• GIVEN PASSAGE:
....
Republican vs Democrat - Searching for Middle Ground

Can we find topics where Democrats and Republicans agree? This post aims to find political middle ground using natural language processing and machine learning. Examining tweets by party leaders in the House and Senate, I fit a neural network based on the words used in each tweet to predict the political party of each tweet’s author. By examining tweets where the neural network has a hard time predicting the author’s political party I hope to identify a political middle ground (tweets where the word choice is not obviously partisan).

Download Data

Let’s download the most recent tweets by the party leaders in Congress.

library(twitteR)
library(tidyverse)
....
(Object location annotation records)
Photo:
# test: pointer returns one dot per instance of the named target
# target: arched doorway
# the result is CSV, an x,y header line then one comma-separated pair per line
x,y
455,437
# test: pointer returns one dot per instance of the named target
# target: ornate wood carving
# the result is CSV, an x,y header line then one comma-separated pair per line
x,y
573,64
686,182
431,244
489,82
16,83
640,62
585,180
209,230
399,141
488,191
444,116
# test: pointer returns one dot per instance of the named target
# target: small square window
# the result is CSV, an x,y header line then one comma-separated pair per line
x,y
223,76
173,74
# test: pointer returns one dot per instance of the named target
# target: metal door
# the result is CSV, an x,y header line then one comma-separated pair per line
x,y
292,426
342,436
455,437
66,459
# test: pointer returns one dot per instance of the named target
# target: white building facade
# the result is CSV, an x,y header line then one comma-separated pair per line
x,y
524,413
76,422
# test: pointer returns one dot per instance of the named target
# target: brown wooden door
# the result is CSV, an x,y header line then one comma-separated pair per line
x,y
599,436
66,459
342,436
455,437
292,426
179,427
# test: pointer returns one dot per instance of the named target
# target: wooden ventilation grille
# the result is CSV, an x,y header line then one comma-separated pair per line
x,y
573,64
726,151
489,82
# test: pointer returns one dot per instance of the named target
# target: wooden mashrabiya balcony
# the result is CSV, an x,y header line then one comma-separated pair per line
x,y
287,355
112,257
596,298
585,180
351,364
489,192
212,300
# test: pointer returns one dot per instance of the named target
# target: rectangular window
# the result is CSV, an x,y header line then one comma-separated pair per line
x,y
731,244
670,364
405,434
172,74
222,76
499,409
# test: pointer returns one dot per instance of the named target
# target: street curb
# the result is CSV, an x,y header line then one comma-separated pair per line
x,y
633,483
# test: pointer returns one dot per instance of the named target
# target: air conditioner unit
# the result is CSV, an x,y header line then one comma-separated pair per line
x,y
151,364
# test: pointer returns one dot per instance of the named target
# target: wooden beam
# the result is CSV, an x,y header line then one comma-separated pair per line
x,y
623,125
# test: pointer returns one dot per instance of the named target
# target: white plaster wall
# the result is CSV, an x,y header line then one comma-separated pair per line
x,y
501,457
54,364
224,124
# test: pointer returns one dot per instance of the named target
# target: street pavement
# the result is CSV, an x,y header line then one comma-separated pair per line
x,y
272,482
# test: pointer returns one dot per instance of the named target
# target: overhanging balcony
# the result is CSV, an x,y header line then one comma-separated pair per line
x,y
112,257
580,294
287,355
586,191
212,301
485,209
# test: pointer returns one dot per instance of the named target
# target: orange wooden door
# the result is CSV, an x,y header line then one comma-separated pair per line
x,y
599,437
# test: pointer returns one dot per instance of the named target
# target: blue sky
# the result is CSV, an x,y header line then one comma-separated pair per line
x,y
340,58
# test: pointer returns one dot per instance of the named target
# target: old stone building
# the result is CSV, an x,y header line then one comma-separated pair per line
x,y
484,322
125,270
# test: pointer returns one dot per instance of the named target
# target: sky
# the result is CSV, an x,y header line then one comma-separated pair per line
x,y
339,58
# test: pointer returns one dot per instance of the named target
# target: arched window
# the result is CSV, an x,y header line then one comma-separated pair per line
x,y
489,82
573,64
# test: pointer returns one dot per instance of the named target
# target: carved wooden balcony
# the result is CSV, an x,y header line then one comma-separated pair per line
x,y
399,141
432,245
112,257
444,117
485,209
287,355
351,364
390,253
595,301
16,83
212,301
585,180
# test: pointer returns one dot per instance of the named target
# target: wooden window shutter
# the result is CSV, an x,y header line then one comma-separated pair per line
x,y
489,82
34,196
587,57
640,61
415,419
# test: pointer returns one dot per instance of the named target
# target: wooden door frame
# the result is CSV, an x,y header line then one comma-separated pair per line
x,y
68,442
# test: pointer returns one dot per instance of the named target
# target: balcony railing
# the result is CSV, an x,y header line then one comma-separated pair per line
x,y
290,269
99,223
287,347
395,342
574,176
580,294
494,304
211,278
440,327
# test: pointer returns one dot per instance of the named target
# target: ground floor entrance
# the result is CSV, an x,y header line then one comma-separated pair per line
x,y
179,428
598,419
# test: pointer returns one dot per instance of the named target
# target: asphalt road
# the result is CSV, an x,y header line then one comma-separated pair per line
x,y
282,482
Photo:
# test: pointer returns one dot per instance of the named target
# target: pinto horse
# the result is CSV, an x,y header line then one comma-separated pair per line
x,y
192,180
....
• TO BE DONE:
A - According to the political middle ground post, whose tweets are examined?
B - Filter the records, keeping each line that contains the string "arched".
The text and the records were taken from unrelated sources.

• ANSWERS TO THE EXERCISE:
A - Tweets by party leaders in the House and Senate.

B -
# target: arched doorway
# target: arched window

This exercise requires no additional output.